PASAJE FACILITADO:
* * * * *

A fines de los ochenta del siglo XIX nació en La Habana José Raúl Capablanca y Graupera, llamado por su precocidad y hazañas el Mozart del ajedrez. Pese a la insistencia de algunos, nunca perteneció a la “sociedad criolla”: su padre era sólo un teniente más en el ejército español, de la siempre fiel isla de Cuba, y su madre una sencilla ama de casa.
No obstante, el principesco e inverosímil Capablanca, Capa o Capita, integra con colores propios la vistosa galería de habaneros ilustres junto a José Martí, Ernesto Lecuona, José Lezama Lima, Camilo Cienfuegos, Alejo Carpentier, Alicia Alonso, entre otros.
José Raúl, apenas de cuatro años, aprendió las reglas observando a su padre jugar con sus amigos, y cuando éste movió incorrectamente un caballo –el knigth inglés o Springer alemán- lo acusó de hacer trampas.

* * * * *

DATOS PROPORCIONADOS:
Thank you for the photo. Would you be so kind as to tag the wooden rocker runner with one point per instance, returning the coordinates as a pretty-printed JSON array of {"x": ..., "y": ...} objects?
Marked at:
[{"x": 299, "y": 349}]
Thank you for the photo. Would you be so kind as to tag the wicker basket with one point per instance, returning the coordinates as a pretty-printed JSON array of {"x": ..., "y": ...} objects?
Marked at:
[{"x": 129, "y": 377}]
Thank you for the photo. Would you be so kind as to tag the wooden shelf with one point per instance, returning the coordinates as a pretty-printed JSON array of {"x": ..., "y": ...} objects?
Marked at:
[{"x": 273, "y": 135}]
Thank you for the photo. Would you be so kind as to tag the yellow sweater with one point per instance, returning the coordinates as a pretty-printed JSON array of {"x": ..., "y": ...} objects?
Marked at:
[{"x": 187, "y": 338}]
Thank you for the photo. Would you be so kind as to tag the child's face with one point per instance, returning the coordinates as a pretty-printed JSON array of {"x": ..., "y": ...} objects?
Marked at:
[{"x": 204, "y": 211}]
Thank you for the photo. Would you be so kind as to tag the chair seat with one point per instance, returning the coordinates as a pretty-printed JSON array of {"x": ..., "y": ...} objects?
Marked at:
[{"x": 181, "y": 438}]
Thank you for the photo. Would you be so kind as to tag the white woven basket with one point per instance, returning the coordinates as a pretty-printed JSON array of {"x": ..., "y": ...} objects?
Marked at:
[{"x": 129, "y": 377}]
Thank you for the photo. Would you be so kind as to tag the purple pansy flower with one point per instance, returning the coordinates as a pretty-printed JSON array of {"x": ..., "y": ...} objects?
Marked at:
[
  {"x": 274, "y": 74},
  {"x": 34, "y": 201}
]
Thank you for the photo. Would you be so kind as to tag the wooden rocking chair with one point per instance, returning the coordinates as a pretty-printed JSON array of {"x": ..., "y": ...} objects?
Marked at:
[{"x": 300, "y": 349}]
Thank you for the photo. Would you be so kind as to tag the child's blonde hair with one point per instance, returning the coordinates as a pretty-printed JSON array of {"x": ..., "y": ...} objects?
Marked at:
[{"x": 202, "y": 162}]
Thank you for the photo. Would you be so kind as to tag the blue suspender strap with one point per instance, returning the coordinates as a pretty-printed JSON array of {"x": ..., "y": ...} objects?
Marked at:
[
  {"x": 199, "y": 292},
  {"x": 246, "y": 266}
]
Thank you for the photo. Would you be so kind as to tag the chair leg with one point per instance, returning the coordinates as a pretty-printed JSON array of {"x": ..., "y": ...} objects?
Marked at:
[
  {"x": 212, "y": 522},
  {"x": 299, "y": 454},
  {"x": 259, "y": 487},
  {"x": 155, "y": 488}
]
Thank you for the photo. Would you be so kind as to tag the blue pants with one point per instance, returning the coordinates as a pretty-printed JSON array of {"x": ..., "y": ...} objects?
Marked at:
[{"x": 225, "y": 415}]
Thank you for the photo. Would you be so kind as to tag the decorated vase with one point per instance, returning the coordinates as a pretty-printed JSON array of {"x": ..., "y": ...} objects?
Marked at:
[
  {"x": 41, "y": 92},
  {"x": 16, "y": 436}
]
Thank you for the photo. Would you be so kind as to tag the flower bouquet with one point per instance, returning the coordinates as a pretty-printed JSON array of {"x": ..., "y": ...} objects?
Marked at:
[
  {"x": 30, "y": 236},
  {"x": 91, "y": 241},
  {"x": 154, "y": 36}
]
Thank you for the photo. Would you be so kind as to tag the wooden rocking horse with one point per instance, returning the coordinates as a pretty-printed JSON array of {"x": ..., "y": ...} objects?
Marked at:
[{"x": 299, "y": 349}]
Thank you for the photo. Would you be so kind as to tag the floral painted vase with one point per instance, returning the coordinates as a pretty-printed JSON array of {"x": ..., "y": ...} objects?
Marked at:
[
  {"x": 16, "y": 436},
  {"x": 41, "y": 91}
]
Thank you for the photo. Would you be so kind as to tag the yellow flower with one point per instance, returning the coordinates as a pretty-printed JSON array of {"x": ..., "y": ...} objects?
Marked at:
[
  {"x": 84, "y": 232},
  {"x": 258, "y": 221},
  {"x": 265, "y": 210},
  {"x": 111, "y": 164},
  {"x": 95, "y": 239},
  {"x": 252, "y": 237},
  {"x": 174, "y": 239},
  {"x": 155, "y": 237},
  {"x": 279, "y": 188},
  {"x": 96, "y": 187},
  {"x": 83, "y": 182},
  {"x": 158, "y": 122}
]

* * * * *

COMPLETA LO SIGUIENTE:
1. Según el texto sobre Capablanca, ¿qué grado tenía su padre en el ejército español?
2. Prosigue el texto sobre Capablanca a partir de su última oración.

RESPUESTAS FINALES:
1. Era teniente.

2.
Tras la amonestación reglamentaria, don José le preguntó qué noticias tenía de esas operaciones: “Le contesté que lo suficiente para derrotarlo: me dijo que era imposible, considerando que ni siquiera sabía colocar la piezas. Probamos con las conclusiones y yo gané. Así empecé.”
El psicoanálisis no permaneció impasible ante el tejemaneje de escaques y trebejos, explicándolo a través del complejo de Edipo. Hipótesis dudosa, si bien resultara cierto que Capablanca lo primero que hizo fue dar jaque mate a su padre. A contrario sensu, en jerga leguleya, el genial y enfermizo anticomunista Bobby Fischer enfrentaba a su madre, apodada la Reina Roja gracias a sus preferencias políticas.
De Bobby se dijo que era la Greta Garbo del ajedrez pues en su apogeo, y salvo alguna fugaz aparición, esfumándose, tomaría el mismo atajo de la diva hacia la leyenda.
Sobre este deporte, digna de la mejor antología del disparate es la teoría del doctor español Félix Martí Ibáñez: “Dar jaque mate al rey opuesto equivale a castrarlo y devorarlo, haciéndose los dos uno solo en un ritual de homosexualismo simbólico y comunión canibalística, respondiendo así a los remanentes del complejo de Edipo infantil.”
Más persuade Sancho Panza, “mientras dura el juego, cada pieza tiene su particular oficio; y en acabándose, todas se mezclan, juntan y barajan, y dan con ellas en una bolsa, que es como dar con la vida en una sepultura”.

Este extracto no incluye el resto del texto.